Problem statement:
Exactly the line with "Mark one point on every instance of the dog's white" and the lines that follow it, through the closing line of the entries, should be restated, with nothing left out or added.

Stored items
····················

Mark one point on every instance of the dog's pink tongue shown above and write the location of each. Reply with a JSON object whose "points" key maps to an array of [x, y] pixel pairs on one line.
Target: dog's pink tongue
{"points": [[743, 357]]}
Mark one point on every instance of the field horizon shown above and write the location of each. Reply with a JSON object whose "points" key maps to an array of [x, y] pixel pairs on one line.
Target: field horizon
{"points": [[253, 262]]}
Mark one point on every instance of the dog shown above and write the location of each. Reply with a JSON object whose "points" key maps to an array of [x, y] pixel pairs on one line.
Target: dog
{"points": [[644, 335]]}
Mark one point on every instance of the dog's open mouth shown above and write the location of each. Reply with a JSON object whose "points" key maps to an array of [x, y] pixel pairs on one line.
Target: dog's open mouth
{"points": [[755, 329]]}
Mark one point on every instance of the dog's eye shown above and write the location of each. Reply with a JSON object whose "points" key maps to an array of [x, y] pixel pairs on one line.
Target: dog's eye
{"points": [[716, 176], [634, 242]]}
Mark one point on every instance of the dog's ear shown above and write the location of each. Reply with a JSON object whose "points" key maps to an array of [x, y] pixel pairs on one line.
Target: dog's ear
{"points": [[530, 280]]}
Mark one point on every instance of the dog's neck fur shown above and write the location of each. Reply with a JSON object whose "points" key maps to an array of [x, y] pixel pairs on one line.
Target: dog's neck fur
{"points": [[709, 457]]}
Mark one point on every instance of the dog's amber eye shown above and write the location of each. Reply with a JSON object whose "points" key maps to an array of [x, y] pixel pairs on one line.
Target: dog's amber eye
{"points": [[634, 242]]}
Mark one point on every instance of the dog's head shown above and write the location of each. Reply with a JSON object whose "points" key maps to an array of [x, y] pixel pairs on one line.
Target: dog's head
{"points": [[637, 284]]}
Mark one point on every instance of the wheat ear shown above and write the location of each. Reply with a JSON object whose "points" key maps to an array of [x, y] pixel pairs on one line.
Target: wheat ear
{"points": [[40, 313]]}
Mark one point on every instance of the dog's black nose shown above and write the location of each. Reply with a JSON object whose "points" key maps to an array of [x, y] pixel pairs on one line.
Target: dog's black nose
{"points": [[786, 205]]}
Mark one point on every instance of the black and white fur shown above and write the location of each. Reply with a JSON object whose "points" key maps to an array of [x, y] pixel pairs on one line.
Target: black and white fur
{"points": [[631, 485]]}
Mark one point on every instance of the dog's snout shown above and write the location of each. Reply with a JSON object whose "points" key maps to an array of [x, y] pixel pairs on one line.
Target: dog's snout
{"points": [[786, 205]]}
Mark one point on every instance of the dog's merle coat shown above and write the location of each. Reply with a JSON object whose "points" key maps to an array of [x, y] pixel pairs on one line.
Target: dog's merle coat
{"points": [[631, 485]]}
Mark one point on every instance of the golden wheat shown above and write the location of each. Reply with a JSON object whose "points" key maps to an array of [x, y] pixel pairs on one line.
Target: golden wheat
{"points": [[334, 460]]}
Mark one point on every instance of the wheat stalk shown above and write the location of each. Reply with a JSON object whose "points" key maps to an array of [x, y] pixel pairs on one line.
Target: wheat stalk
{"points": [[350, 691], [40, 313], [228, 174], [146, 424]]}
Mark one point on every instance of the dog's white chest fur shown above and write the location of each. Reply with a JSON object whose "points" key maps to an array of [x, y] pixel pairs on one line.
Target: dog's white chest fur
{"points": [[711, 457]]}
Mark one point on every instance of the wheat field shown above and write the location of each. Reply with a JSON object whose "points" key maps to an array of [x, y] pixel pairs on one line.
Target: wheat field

····················

Solved exercise:
Mark one point on every instance of the dog's white chest fur shown above and write the location of each. Reply with a JSON object whose "points" key maps to an array of [x, y] pixel pairs on one line.
Target: dog's white chest fur
{"points": [[711, 457]]}
Mark one point on every instance of the wheat field shown above and write the location of each. Reply with a JSON object whose "points" key maps to an array of [x, y] pixel pairs on one line.
Target: wheat field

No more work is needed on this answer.